[Records from a data source]
┌────────
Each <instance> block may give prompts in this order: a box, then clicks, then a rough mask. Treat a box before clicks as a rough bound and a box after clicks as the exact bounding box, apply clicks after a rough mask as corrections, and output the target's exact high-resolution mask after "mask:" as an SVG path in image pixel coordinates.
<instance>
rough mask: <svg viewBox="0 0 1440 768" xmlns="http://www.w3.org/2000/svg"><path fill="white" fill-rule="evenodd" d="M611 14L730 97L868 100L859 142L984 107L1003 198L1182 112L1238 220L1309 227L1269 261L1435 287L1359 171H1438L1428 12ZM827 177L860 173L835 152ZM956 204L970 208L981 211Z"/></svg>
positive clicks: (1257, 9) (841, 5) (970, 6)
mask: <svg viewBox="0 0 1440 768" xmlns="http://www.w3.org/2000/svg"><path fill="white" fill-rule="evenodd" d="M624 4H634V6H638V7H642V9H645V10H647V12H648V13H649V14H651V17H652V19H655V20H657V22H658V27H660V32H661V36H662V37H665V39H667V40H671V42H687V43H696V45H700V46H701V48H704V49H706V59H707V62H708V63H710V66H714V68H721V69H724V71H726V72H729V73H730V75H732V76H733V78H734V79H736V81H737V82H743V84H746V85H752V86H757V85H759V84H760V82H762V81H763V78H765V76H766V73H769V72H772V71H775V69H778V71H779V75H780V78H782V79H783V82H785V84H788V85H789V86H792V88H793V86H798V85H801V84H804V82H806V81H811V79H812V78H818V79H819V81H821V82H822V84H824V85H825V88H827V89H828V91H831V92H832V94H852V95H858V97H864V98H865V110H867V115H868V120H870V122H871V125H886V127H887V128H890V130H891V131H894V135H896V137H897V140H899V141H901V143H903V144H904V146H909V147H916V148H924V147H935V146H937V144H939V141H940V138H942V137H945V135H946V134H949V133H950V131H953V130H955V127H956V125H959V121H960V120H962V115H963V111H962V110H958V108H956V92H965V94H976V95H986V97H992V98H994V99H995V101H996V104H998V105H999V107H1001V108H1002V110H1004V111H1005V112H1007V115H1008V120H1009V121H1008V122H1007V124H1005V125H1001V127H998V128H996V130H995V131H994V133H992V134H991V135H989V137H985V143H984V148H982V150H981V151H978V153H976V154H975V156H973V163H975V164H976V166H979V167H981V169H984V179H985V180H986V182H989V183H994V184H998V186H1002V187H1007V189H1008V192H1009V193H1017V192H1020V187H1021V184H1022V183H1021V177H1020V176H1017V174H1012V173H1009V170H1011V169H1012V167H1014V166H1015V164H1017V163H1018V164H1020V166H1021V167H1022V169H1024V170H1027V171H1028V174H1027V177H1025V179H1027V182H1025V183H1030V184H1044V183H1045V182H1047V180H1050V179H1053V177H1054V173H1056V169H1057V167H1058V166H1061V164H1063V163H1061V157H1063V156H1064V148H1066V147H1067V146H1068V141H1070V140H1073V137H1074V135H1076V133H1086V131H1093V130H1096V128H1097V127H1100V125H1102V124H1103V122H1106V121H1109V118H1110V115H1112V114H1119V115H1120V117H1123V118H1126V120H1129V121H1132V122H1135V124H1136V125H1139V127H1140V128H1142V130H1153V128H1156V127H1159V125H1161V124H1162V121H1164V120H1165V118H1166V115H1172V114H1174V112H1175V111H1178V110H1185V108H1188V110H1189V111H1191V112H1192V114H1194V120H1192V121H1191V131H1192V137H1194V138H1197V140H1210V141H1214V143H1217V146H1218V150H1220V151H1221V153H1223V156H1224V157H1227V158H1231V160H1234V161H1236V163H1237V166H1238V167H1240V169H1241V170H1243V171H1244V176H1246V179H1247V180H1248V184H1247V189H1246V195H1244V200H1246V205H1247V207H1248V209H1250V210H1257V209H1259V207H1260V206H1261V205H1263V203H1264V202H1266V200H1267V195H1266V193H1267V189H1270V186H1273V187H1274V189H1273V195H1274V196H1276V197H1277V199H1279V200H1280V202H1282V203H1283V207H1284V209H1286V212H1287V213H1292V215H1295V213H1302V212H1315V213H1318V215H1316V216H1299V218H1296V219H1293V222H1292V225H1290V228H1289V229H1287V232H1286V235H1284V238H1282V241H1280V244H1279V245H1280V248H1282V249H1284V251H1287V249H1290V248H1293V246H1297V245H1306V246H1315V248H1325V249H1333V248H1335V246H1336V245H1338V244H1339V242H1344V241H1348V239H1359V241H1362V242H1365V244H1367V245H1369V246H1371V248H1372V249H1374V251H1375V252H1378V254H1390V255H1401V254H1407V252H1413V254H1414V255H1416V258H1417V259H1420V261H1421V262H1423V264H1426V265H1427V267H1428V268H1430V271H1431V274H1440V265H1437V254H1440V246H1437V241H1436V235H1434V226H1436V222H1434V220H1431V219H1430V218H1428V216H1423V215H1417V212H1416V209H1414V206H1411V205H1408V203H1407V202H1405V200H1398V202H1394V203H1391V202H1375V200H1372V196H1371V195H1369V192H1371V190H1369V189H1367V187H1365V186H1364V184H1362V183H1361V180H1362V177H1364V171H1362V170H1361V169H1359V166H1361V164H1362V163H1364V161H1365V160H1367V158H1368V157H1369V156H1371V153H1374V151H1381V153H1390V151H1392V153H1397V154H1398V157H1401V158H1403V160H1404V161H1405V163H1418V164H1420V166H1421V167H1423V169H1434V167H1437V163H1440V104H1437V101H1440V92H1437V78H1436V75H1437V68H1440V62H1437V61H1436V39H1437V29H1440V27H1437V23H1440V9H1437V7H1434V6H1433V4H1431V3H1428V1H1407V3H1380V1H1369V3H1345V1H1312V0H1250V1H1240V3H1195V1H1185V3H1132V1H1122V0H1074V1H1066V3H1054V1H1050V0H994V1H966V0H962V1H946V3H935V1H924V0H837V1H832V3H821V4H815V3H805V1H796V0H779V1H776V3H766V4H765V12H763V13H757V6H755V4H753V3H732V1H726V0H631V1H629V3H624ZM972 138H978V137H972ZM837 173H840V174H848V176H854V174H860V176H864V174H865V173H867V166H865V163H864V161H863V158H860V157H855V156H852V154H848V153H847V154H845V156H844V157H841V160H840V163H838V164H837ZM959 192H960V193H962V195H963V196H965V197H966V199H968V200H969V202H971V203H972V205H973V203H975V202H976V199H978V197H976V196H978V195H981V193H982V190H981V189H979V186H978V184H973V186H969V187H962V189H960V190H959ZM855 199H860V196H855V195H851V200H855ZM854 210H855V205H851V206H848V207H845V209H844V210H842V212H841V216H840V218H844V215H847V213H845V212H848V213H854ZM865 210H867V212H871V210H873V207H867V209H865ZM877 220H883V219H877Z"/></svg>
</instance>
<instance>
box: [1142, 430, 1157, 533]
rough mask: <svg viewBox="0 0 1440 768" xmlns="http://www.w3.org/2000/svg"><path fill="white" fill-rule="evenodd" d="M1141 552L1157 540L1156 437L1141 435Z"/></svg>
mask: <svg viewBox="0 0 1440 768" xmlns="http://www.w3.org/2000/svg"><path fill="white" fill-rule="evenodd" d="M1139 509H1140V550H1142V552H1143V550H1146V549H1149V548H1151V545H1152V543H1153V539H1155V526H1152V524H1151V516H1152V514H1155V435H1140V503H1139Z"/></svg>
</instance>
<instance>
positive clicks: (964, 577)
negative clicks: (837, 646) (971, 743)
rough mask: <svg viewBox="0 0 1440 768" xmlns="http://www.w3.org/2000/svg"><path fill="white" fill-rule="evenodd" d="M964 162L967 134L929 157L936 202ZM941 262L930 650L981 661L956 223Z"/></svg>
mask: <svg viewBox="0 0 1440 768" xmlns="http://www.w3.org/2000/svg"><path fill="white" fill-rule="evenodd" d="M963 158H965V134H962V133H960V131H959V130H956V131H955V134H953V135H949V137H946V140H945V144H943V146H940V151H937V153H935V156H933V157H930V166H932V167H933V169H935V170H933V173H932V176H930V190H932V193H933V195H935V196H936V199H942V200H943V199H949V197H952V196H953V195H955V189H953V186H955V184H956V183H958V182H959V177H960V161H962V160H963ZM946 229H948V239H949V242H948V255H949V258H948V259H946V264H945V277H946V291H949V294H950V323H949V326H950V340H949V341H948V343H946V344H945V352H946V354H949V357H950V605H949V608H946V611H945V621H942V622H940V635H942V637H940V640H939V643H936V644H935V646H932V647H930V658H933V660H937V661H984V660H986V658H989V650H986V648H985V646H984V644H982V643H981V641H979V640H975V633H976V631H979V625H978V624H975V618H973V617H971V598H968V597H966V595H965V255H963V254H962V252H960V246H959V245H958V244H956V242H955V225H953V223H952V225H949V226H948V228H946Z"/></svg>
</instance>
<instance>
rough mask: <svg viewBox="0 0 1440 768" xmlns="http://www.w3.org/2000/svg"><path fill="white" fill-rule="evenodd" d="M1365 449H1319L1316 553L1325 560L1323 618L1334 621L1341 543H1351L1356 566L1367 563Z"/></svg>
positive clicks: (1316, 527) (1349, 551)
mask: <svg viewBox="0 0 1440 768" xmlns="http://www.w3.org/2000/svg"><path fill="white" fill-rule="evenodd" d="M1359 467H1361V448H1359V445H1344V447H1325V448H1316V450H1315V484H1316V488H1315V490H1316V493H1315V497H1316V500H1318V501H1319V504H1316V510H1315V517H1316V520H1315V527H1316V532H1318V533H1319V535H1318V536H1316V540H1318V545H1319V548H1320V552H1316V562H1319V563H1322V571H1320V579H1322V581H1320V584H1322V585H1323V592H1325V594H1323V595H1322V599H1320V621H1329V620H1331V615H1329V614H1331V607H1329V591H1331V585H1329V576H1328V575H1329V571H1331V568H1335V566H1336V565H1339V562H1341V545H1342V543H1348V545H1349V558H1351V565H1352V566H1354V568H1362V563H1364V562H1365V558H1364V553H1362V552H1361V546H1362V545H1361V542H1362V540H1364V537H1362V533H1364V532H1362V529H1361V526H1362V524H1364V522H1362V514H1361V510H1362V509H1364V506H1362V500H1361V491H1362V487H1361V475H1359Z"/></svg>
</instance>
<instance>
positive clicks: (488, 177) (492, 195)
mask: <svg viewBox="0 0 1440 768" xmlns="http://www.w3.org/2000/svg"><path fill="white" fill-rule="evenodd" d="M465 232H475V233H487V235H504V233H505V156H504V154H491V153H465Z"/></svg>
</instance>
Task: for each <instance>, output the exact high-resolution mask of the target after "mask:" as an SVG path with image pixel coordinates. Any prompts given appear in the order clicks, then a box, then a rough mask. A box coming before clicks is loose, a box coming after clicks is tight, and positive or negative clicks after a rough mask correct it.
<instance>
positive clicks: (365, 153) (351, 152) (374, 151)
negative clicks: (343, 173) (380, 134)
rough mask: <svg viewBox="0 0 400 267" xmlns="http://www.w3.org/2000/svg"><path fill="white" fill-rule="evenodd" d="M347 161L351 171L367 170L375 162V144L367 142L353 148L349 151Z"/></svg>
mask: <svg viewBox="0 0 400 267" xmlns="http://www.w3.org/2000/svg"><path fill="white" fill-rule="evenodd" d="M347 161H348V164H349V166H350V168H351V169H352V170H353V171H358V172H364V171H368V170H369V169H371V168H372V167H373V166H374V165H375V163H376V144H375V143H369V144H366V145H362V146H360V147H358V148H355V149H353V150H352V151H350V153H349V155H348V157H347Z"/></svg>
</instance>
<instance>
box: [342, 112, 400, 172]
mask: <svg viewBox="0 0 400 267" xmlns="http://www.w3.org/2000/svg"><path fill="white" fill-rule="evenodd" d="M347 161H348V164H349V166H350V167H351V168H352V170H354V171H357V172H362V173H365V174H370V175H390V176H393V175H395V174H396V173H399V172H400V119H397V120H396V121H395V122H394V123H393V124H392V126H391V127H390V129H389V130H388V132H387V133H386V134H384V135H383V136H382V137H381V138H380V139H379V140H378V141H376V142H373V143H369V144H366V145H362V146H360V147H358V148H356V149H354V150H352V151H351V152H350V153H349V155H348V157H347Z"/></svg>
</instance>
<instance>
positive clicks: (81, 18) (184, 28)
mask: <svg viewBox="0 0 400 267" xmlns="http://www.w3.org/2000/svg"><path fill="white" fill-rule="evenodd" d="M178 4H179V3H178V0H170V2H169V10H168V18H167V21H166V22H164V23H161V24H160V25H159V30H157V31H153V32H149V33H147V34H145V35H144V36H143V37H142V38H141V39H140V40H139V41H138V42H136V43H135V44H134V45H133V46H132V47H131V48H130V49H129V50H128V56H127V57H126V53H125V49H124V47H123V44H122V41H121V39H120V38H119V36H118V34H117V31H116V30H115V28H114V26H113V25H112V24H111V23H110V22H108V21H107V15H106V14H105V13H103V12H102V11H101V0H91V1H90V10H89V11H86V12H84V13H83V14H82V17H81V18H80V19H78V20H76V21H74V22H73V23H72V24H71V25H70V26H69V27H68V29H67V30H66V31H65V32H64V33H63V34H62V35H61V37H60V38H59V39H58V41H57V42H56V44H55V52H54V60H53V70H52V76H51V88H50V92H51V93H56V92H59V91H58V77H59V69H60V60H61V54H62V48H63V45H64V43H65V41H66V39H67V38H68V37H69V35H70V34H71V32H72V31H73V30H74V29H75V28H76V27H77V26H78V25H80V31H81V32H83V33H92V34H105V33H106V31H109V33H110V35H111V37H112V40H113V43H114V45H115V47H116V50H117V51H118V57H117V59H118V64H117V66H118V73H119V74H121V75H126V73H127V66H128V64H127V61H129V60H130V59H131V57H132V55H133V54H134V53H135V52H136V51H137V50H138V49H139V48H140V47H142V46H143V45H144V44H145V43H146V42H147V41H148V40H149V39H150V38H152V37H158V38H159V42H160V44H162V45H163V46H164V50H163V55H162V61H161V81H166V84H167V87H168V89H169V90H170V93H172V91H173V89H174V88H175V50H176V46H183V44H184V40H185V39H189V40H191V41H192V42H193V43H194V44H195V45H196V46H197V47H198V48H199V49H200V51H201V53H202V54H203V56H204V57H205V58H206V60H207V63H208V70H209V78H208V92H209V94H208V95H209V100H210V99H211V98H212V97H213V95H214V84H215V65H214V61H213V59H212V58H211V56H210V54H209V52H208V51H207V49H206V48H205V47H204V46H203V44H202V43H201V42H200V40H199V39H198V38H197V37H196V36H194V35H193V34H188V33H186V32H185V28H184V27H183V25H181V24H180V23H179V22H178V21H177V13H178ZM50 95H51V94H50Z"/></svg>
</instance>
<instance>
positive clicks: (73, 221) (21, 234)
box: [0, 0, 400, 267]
└────────
→ TASK PROMPT: I'd like an exact copy of the lines above, from the very first one through the line that contains "14L730 97L868 100L859", with nothing else added.

→ ANSWER SPACE:
Each <instance> block may give prompts in this order: a box, then clicks, then a rough mask. Treat a box before clicks as a rough bound and a box after clicks as the exact bounding box, apply clicks after a rough mask as corrections, and output the target's exact high-resolution mask after "mask:" as an SVG path in image pixel coordinates.
<instance>
rough mask: <svg viewBox="0 0 1440 768" xmlns="http://www.w3.org/2000/svg"><path fill="white" fill-rule="evenodd" d="M611 14L730 97L868 100L859 142L984 107L1003 198L1182 112L1238 220L1309 227L1269 261L1435 287L1359 171H1438L1428 12ZM827 177L860 173L835 152ZM956 204L970 208L981 211Z"/></svg>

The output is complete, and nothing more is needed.